**Data records:**
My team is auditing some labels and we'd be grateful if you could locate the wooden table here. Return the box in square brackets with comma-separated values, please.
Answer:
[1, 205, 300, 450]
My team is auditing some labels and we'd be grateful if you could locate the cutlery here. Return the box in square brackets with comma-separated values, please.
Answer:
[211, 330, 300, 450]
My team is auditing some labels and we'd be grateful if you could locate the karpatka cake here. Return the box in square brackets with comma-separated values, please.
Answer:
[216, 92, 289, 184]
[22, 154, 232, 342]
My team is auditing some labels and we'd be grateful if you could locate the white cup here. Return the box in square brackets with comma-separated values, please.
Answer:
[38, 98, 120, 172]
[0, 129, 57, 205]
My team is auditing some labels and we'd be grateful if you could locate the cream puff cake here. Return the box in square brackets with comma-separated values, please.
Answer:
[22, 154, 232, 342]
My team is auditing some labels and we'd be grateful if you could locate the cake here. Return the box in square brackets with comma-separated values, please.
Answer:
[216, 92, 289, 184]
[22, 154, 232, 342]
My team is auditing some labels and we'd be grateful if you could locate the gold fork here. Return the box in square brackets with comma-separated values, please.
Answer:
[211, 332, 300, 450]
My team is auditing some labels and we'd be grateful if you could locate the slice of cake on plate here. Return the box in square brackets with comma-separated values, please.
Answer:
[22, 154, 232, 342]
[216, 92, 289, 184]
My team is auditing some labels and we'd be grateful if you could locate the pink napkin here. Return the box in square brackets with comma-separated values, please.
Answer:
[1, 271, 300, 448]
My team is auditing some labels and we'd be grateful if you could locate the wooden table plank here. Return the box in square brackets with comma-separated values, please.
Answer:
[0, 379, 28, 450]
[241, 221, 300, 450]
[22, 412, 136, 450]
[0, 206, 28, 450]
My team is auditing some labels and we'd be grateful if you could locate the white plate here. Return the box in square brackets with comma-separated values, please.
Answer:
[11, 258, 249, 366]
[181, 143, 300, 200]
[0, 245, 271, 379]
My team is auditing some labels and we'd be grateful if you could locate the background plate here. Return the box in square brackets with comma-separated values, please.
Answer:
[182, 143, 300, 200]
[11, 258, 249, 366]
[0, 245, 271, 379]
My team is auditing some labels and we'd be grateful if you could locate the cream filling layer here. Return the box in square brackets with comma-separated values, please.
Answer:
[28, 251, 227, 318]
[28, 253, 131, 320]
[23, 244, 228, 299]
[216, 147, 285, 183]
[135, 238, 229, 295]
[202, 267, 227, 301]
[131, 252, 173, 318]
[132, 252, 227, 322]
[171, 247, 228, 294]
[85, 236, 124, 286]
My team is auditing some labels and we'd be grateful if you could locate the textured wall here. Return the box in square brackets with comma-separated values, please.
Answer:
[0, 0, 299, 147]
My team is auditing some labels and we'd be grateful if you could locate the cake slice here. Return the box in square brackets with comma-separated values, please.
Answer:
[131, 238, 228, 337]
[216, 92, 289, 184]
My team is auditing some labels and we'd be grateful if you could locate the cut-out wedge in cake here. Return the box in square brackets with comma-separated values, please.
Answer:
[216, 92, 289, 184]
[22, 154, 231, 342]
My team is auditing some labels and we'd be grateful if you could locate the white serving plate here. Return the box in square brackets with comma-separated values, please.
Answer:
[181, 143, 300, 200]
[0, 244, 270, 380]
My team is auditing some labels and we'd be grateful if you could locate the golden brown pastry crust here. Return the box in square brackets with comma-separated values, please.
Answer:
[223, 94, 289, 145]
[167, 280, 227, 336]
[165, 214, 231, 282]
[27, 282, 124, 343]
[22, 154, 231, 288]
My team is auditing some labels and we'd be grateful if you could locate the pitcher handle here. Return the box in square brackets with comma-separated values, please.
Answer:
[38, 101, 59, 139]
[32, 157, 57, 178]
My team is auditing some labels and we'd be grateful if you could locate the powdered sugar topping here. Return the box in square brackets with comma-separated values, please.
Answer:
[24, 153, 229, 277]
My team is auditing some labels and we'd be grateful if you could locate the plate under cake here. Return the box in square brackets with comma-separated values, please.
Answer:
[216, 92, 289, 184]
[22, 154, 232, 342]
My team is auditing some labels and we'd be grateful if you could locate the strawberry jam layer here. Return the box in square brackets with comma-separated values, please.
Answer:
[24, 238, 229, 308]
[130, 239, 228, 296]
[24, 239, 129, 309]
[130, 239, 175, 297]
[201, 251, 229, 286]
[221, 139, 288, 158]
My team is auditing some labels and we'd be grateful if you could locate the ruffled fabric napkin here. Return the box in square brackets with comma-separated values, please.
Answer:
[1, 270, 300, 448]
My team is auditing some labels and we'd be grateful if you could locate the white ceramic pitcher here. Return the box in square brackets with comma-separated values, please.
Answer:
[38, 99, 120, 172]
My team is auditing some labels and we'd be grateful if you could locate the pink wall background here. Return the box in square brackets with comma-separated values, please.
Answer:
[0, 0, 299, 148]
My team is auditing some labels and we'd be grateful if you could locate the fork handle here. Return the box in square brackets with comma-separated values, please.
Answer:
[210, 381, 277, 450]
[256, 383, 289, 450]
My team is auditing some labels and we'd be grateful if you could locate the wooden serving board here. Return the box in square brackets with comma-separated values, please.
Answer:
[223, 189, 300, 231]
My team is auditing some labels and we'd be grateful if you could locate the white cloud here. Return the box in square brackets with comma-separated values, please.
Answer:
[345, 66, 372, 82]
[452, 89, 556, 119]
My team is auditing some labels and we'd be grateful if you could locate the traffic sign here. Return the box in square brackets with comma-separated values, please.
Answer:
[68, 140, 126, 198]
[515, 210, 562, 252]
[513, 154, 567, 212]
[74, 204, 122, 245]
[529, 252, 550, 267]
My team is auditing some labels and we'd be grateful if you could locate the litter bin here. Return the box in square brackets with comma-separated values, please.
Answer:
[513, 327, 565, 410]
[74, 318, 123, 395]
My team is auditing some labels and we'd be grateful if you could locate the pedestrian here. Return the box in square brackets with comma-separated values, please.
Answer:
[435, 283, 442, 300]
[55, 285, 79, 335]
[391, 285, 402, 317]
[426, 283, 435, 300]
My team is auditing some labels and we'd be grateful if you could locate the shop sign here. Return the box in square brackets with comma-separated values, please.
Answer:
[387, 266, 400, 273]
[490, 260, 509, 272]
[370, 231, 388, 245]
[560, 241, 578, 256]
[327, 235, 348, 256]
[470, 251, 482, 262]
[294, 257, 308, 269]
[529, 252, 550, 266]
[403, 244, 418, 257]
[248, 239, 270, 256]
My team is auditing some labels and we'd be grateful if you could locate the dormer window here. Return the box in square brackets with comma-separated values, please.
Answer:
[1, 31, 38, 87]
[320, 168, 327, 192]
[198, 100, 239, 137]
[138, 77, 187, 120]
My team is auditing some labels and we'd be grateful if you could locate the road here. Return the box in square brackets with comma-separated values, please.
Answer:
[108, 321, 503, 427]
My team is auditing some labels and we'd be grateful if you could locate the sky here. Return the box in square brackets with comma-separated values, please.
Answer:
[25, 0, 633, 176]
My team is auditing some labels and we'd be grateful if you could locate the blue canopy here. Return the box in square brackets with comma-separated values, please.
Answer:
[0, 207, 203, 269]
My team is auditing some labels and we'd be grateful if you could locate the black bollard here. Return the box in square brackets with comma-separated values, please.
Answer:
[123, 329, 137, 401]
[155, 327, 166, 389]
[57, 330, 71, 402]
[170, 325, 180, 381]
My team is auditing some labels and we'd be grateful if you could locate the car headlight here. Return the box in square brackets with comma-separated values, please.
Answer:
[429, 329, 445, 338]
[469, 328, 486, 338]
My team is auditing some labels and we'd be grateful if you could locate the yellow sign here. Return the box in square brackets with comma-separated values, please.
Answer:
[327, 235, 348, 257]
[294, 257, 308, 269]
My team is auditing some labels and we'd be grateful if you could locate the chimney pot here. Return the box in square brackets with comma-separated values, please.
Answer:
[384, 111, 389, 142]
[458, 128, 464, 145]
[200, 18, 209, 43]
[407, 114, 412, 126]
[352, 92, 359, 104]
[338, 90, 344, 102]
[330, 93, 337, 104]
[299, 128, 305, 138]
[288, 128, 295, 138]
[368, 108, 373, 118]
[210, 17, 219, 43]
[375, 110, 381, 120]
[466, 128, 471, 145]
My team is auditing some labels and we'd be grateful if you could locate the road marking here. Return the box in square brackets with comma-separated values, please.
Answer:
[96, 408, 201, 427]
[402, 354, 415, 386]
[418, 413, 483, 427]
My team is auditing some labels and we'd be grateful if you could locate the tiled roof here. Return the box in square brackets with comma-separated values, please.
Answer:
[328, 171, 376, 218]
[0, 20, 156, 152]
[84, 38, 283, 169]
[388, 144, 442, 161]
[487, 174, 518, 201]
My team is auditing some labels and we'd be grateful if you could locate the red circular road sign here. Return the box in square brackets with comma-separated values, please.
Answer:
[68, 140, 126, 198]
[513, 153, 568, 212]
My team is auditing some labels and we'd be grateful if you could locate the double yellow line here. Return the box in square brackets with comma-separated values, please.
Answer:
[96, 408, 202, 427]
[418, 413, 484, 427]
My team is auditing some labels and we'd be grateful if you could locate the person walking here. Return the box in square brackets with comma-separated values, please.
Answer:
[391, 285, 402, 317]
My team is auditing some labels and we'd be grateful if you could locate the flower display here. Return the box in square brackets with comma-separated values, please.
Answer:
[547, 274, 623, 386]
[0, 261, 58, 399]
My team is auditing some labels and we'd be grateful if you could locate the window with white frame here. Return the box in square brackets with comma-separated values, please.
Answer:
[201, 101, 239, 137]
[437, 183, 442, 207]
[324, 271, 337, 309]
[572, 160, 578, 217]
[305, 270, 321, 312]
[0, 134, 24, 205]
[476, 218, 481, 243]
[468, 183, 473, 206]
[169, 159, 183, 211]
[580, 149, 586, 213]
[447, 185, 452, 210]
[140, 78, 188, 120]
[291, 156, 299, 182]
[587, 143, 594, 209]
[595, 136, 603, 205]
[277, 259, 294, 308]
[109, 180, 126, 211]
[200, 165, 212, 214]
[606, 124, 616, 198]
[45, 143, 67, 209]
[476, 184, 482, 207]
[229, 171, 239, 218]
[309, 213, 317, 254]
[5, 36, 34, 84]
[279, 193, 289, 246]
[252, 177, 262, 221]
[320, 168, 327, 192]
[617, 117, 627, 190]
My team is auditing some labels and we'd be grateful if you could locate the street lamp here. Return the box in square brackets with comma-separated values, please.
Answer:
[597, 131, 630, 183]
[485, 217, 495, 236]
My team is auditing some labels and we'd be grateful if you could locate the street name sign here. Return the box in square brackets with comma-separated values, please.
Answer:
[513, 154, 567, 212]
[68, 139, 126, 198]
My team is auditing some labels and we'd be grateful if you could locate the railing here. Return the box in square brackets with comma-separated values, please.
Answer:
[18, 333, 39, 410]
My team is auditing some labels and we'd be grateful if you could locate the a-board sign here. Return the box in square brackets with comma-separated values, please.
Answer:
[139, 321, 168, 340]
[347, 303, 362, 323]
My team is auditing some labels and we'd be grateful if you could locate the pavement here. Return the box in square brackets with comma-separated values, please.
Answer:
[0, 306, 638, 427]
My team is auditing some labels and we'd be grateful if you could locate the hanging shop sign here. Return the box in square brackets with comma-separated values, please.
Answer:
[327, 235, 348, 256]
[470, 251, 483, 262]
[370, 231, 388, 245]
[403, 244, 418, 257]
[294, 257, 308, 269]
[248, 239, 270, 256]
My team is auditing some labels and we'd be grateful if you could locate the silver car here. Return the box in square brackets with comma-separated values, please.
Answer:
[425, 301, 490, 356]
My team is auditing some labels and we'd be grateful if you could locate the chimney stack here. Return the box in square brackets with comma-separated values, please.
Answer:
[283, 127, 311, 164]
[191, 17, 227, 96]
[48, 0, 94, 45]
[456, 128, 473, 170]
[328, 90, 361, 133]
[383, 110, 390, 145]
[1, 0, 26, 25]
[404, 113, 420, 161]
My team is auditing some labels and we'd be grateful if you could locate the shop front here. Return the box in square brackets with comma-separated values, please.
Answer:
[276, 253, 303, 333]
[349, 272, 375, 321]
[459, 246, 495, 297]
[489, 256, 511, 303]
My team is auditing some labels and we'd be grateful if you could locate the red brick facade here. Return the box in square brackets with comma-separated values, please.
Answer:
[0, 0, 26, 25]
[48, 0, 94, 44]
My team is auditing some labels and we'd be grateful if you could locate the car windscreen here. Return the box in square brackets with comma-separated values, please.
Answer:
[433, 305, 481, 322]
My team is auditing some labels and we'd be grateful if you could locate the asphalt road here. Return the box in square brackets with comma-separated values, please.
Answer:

**Your objective:** Output the listing above word for word, from the opening line through the line that contains "locate the karpatka", and leave out everything after it.

**Answer to this task:**
My team is auditing some labels and we'd be grateful if you could locate the wooden table here. Return the box in square brackets with comma-separated values, please.
Answer:
[1, 205, 300, 450]
My team is auditing some labels and we'd be grateful if you could locate the cutlery here. Return the box in square brackets with comma-separated values, please.
Answer:
[211, 330, 300, 450]
My team is auditing some labels and we'd be grateful if you could locate the karpatka cake here. Return the box in square brackets with comma-separated values, please.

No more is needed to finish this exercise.